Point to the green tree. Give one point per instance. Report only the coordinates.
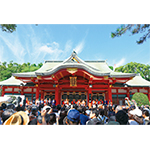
(6, 69)
(141, 99)
(111, 67)
(8, 27)
(134, 67)
(133, 29)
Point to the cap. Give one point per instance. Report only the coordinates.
(73, 115)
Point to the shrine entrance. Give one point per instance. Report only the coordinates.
(71, 95)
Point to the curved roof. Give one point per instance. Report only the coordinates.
(138, 81)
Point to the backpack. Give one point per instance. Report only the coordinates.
(101, 119)
(147, 122)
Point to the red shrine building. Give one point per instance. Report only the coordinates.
(75, 79)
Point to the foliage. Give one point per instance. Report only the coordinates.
(6, 70)
(134, 67)
(141, 99)
(111, 67)
(134, 29)
(8, 27)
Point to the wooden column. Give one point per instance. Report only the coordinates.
(12, 90)
(3, 91)
(42, 95)
(37, 92)
(57, 95)
(89, 99)
(117, 96)
(22, 90)
(128, 94)
(109, 93)
(149, 93)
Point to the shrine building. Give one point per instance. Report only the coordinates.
(76, 79)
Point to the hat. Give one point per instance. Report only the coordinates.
(18, 118)
(88, 112)
(46, 107)
(136, 111)
(73, 115)
(113, 123)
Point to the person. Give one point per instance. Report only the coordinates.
(33, 116)
(83, 103)
(105, 102)
(102, 117)
(73, 101)
(110, 103)
(93, 118)
(83, 117)
(53, 102)
(135, 116)
(122, 117)
(128, 102)
(78, 102)
(145, 114)
(93, 103)
(18, 118)
(6, 114)
(72, 118)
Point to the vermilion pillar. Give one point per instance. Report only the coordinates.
(37, 92)
(57, 95)
(3, 91)
(89, 99)
(109, 93)
(42, 95)
(149, 94)
(128, 94)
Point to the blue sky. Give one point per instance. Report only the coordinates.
(34, 44)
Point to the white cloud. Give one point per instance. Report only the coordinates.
(79, 47)
(51, 49)
(13, 43)
(120, 63)
(68, 46)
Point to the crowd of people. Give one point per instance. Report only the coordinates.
(48, 113)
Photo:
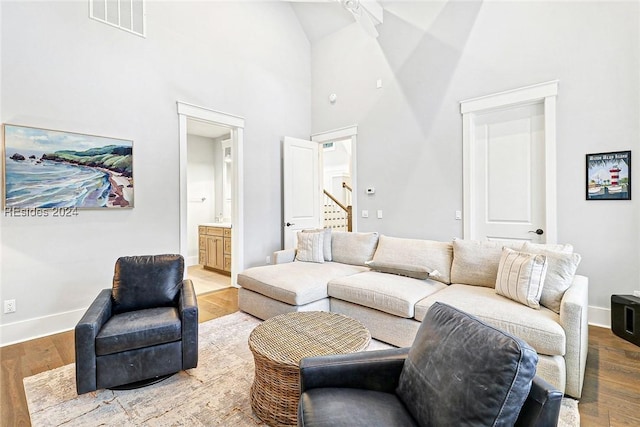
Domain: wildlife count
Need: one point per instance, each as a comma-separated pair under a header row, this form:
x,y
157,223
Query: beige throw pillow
x,y
310,247
475,262
561,269
420,259
521,277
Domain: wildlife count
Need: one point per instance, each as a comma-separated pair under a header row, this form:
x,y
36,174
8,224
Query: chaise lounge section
x,y
389,284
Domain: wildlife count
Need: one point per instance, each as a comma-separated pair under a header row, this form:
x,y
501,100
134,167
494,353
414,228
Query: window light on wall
x,y
128,15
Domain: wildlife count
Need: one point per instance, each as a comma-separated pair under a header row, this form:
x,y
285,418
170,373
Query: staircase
x,y
337,215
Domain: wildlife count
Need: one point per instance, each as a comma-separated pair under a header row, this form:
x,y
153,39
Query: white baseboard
x,y
599,316
12,333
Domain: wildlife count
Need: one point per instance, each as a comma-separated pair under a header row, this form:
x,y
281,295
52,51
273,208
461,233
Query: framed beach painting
x,y
51,169
609,176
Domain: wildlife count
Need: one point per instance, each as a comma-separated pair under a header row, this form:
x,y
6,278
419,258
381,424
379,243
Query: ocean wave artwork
x,y
54,169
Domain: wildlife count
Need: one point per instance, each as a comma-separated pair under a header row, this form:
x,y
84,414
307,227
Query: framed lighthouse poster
x,y
609,176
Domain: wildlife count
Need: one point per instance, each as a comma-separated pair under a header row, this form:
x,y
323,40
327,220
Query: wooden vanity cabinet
x,y
215,248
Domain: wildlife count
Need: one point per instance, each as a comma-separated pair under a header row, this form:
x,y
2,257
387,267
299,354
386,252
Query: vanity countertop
x,y
217,224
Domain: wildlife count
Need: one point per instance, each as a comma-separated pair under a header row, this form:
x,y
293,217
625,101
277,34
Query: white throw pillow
x,y
521,276
561,269
310,247
327,241
420,259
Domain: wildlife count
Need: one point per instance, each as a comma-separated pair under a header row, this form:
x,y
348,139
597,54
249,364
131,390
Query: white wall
x,y
201,184
432,55
61,70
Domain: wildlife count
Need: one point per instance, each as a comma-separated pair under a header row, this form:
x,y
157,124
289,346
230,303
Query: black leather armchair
x,y
458,372
144,328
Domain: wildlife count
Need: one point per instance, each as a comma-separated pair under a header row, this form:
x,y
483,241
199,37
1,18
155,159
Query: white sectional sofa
x,y
389,283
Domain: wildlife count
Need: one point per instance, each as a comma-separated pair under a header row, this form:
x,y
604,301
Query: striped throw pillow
x,y
310,247
521,276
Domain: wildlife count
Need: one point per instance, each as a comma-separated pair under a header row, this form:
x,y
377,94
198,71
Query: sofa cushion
x,y
521,276
295,283
310,247
353,248
415,258
139,329
540,328
389,293
461,371
475,262
561,269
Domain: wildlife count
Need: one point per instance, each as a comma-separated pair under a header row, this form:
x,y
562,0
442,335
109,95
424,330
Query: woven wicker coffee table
x,y
278,344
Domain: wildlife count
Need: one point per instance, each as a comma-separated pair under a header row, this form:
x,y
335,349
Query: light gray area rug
x,y
214,393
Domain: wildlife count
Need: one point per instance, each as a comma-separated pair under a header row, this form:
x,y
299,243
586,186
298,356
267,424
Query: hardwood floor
x,y
611,395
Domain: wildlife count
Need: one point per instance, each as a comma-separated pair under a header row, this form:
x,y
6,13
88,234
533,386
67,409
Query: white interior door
x,y
301,187
508,178
509,164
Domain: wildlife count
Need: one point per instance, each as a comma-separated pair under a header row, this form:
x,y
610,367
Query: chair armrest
x,y
284,256
85,340
377,370
574,309
542,407
188,309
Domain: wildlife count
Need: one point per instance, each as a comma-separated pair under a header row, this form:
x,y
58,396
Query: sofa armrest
x,y
542,407
85,340
284,255
188,309
377,370
574,309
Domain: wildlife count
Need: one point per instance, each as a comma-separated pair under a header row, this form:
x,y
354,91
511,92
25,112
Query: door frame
x,y
236,125
544,93
344,133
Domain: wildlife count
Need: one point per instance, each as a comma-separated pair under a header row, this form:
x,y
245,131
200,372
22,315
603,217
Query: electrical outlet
x,y
10,306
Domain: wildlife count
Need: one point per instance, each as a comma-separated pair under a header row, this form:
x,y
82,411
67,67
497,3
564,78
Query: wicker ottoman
x,y
278,345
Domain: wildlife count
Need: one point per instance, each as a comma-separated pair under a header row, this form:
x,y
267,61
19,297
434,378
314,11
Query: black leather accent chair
x,y
144,328
458,372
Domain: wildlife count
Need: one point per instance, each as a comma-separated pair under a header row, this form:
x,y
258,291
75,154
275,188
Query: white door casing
x,y
301,180
508,180
509,165
236,125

------------

• [WHAT TO WORK ON] Reproduce the entries above word for word. Pictures stay out.

• [THE COMPLETED TASK]
Point to the green tree. Give one point per instance. Report only the coordinates.
(6, 69)
(141, 99)
(111, 67)
(8, 27)
(134, 67)
(133, 29)
Point to the cap. Give one point per instance. Report only the coordinates.
(73, 115)
Point to the shrine entrance. Give one point per instance. Report only the coordinates.
(71, 95)
Point to the curved roof. Give one point per instance. Report only the coordinates.
(138, 81)
Point to the backpack. Give one point per instance. Report only the coordinates.
(101, 119)
(147, 122)
Point to the red shrine building. Give one point per instance. Report only the coordinates.
(75, 79)
Point to the foliage. Give one point per instance. Report only the coordinates.
(6, 70)
(134, 67)
(141, 99)
(111, 67)
(134, 29)
(8, 27)
Point to the wooden column. Give one point per instance. Report only the coordinates.
(12, 90)
(3, 91)
(42, 95)
(37, 92)
(57, 95)
(89, 99)
(117, 96)
(22, 90)
(128, 94)
(109, 93)
(149, 93)
Point to the shrine building. Give one point per instance. Report only the coordinates.
(76, 79)
Point to the hat. Give one point per instance. Report only the coordinates.
(18, 118)
(88, 112)
(46, 107)
(136, 111)
(73, 115)
(113, 123)
Point to the person. Give one point per instance. Report only the coordinates.
(33, 116)
(83, 103)
(105, 102)
(102, 117)
(73, 101)
(110, 103)
(93, 118)
(83, 117)
(53, 102)
(135, 116)
(122, 117)
(128, 102)
(78, 102)
(145, 114)
(93, 103)
(18, 118)
(6, 114)
(72, 118)
Point to the vermilion pillar. Give one point per instance. Report only the coordinates.
(37, 92)
(57, 95)
(3, 91)
(89, 99)
(109, 93)
(42, 95)
(149, 94)
(128, 94)
Point to the blue sky. Give one point per instance. Report only the coordinates.
(34, 44)
Point to the white cloud. Give one point per instance. Report only the coordinates.
(79, 47)
(51, 49)
(13, 43)
(120, 63)
(68, 46)
Point to the crowd of people. Give one point per instance. Report only the coordinates.
(48, 113)
Photo:
Domain: wildlife count
Need: one point per instance, each as a comma-separated pair under a header row, this form:
x,y
157,223
Query: beige throw pillow
x,y
310,247
475,262
561,269
420,259
521,277
Domain: wildlife count
Need: one point per instance, each as a comma-separated pair under a header row, this form:
x,y
36,174
8,224
Query: chaise lounge section
x,y
389,284
Domain: wildlife count
Need: one point per instance, each as a comma-separated pair under a header row, this form:
x,y
501,100
134,167
494,353
414,228
Query: window light on wall
x,y
128,15
Domain: wildlife count
Need: one point per instance, each as a comma-separated pair under a header row, this form:
x,y
285,418
170,373
Query: staircase
x,y
337,215
Domain: wildlife count
Need: one point per instance, each as a comma-separated pair under a header row, this form:
x,y
153,39
Query: white baseboard
x,y
599,316
12,333
Domain: wildlife count
Need: one point per instance, each as a comma-separated pair under a header row, this form:
x,y
281,295
52,51
273,208
461,233
Query: framed beach painting
x,y
51,169
609,176
Domain: wildlife count
Need: one point per instance, each as a comma-separated pair under a header row, this form:
x,y
6,278
419,258
381,424
379,243
Query: ocean wave artwork
x,y
54,169
Domain: wildlife count
Need: one point per instance, each as a comma-separated pair under a header row, this form:
x,y
84,414
307,227
Query: framed lighthouse poster
x,y
609,176
Domain: wildlife count
Need: one point per instance, each as a comma-separated pair under a header row, this form:
x,y
323,40
327,220
Query: wooden vanity cabinet
x,y
215,248
Domain: wildlife count
Need: one point per instance, each as a comma-separated pair under a header row, this form:
x,y
2,257
387,267
299,354
386,252
Query: vanity countertop
x,y
217,224
Domain: wildlife count
Need: one point per instance, each as a comma-separated pair under a header row, this form:
x,y
293,217
625,101
277,34
Query: white throw pillow
x,y
521,276
561,269
310,247
327,241
420,259
Domain: wildlife count
Need: one point per instance, each as a comma-separated pair under a header row, this form:
x,y
348,139
597,54
249,364
131,390
Query: white wall
x,y
201,184
432,55
61,70
Domain: wildlife count
Need: one point per instance, each as a comma-separated pair under a header row, this form:
x,y
157,124
289,346
230,303
Query: black leather armchair
x,y
458,372
144,328
Domain: wildlife count
Need: one point per instance, each as a comma-separated pair under a header row, this form:
x,y
483,241
199,37
1,18
155,159
Query: white sectional sofa
x,y
389,283
Domain: wildlife count
Need: one point per instance, each as a comma-separated pair under a header row, this form:
x,y
604,301
Query: striped throw pillow
x,y
310,247
521,276
Domain: wildlife count
Need: one point per instance, each as a comma-separated pair under a header row, this form:
x,y
377,94
198,71
Query: sofa cushion
x,y
521,276
295,283
310,247
353,248
415,258
139,329
540,328
389,293
461,371
475,262
561,269
Domain: wildlife count
Need: one point per instance, each as a comma-separated pair under a header row, this form:
x,y
562,0
442,335
109,95
424,330
Query: woven wicker coffee table
x,y
278,344
Domain: wildlife count
Need: one point per instance, each as a comma-separated pair under a header row, this form:
x,y
335,349
Query: light gray area rug
x,y
214,393
Domain: wildlife count
Need: one point per instance, each as a comma-separated pair under a header row, this form:
x,y
299,243
586,186
298,356
267,424
Query: hardwood floor
x,y
611,395
Domain: wildlife count
Need: one point per instance, each as a comma-separated pair under a header row, this form:
x,y
6,13
88,234
533,386
67,409
Query: white interior door
x,y
301,187
508,178
509,164
Domain: wildlife count
Need: one point per instance, each as a comma-separated pair under a header row, this form:
x,y
610,367
Query: chair armrest
x,y
284,256
85,340
377,370
574,309
542,407
188,309
Domain: wildlife count
Need: one point per instance, each as a comma-separated pair under a header row, this form:
x,y
58,396
Query: sofa armrest
x,y
542,407
85,340
284,255
188,309
377,370
574,309
Domain: wildlife count
Need: one point per instance, each as a comma-separated pair under a header row, this form:
x,y
354,91
511,92
25,112
Query: door frame
x,y
236,125
544,93
344,133
Domain: wildlife count
Need: one point per instance, each as a comma-separated pair under a header row, this form:
x,y
245,131
200,372
22,315
603,217
Query: electrical outlet
x,y
10,306
Domain: wildlife count
Need: one point per instance, each as a comma-separated pair under a header row, this form:
x,y
82,411
67,67
497,3
564,78
Query: wicker ottoman
x,y
278,345
Domain: wildlife count
Need: one point per instance, each as a comma-separated pair under a header row, this form:
x,y
267,61
19,297
434,378
314,11
Query: black leather accent chair
x,y
144,328
458,372
Domain: wildlife count
Need: one point per instance, each as a comma-separated pair under a header row, this form:
x,y
258,291
75,154
275,188
Query: white door casing
x,y
301,180
508,180
509,165
236,125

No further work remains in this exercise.